● **Written request**
Copy out every one of the items below, keeping each line word for word.

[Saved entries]
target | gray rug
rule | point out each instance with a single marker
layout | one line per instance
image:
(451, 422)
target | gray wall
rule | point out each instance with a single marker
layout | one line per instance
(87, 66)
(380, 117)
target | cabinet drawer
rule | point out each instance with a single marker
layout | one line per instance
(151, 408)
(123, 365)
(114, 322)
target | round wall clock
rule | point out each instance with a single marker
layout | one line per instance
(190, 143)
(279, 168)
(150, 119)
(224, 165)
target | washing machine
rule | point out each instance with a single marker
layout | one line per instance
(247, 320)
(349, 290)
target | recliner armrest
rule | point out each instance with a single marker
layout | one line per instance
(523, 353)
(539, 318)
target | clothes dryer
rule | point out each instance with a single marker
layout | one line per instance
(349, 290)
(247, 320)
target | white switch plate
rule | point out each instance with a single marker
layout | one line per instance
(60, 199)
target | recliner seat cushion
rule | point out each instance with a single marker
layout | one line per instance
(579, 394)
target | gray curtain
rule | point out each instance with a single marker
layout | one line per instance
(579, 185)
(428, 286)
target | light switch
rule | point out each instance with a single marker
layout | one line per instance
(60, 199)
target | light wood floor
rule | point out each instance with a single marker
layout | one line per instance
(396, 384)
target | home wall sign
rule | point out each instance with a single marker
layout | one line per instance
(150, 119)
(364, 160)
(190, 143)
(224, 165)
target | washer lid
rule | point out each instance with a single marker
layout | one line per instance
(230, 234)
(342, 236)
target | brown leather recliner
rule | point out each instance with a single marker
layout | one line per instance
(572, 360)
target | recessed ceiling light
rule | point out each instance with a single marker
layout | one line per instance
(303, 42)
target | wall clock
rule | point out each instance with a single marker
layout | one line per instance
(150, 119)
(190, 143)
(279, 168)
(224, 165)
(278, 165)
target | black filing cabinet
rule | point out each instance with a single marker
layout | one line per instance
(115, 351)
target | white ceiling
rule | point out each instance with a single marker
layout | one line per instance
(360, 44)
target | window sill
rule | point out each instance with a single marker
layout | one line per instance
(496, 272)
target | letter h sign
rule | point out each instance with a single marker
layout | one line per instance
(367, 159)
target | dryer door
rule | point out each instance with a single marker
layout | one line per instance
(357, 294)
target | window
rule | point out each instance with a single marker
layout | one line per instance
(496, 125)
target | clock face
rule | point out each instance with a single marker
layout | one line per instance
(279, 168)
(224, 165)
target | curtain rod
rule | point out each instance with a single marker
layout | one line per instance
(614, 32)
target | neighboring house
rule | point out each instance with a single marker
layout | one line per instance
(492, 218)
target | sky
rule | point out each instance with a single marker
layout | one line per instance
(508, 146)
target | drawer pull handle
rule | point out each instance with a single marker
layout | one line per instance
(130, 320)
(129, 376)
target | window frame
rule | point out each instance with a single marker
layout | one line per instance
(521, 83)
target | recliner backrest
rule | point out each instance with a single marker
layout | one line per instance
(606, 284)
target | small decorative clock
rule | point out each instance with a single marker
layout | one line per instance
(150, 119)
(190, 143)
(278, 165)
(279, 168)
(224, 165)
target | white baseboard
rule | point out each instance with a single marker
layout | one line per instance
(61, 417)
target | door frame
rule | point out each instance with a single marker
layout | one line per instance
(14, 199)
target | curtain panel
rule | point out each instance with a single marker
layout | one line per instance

● **Response below**
target | gray rug
rule | point out each instance with a single marker
layout | one line per instance
image:
(451, 422)
target | gray wall
rule | point out each instance with a single marker
layout | one line per instance
(87, 66)
(380, 117)
target | cabinet drawer
rule | point out each instance with a single marker
layout | one line per instance
(151, 408)
(123, 365)
(114, 322)
target | round wall clock
rule | point out each instance with a single marker
layout | one line per instance
(190, 143)
(279, 168)
(150, 119)
(224, 165)
target | washing machine
rule | point out each instance with a single marker
layout | one line per instance
(247, 320)
(349, 290)
target | recliner armrest
rule | point out each instance with a single marker
layout | one line per instance
(523, 353)
(539, 318)
target | clothes dryer
rule | point out each instance with a single marker
layout | one line per instance
(349, 290)
(247, 320)
target | white switch plate
rule | point out each instance with a single marker
layout | one line per instance
(60, 199)
target | recliner seat cushion
rule | point out each instance with a single marker
layout | one line per instance
(579, 394)
target | gray curtain
rule | point out each instance with a single marker
layout | one line per instance
(579, 185)
(428, 286)
target | light switch
rule | point out each instance with a single marker
layout | one line per instance
(60, 199)
target | light wood floor
rule | point out each instance with a single marker
layout | one line per instance
(396, 384)
target | home wall sign
rule | point out each instance with a single marker
layout | one line per instance
(150, 119)
(364, 160)
(190, 143)
(224, 165)
target | washer lid
rule | point out each instance with a single marker
layout | one line per instance
(230, 234)
(342, 236)
target | brown leather recliner
rule | point out each instance with a single marker
layout | one line per instance
(572, 360)
target | recessed ceiling light
rule | point out each instance with a single marker
layout | one line per instance
(303, 42)
target | wall clock
rule | point out each instance with a single marker
layout | one line per instance
(150, 119)
(190, 143)
(279, 168)
(224, 165)
(278, 165)
target | black filing cabinet
rule | point out each instance with a single marker
layout | one line per instance
(115, 351)
target | white ceiling
rule | point out each instance with a single marker
layout | one line per instance
(360, 44)
target | window sill
rule | point out each instance with a single marker
layout | one line per instance
(496, 272)
target | letter h sign
rule | point out each instance with a single marker
layout | one line per instance
(367, 159)
target | dryer door
rule | point out each instance with a single marker
layout | one line per instance
(357, 294)
target | window
rule | point out each instance with a single marker
layout | one line per instance
(496, 125)
target | clock face
rule | point out each instance with a single marker
layout | one line per instance
(279, 168)
(224, 165)
target | curtain rod
rule | point out each instance with a single marker
layout | one line per instance
(614, 32)
target | neighboring house
rule | point out each instance with a single marker
layout | one line per instance
(492, 218)
target | sky
rule | point out each instance with a single marker
layout | one line per instance
(508, 146)
target | drawer pull handle
rule | point out each instance with a single marker
layout | one line per instance
(130, 320)
(129, 376)
target | window frame
rule | point out each instance with a single marker
layout | one line per instance
(521, 83)
target | recliner backrest
rule | point out each instance with a single marker
layout | one line per instance
(606, 284)
target | small decorative clock
rule | point out each instance with a single marker
layout | one line per instance
(150, 119)
(190, 143)
(278, 165)
(279, 168)
(224, 165)
target | white baseboard
rule | point out each instance with a single marker
layout | one line per instance
(61, 417)
target | door frame
rule | point out each instance with a single marker
layout | one line per instance
(14, 199)
target | curtain panel
rule | point out each instance with a single marker
layout | one line per instance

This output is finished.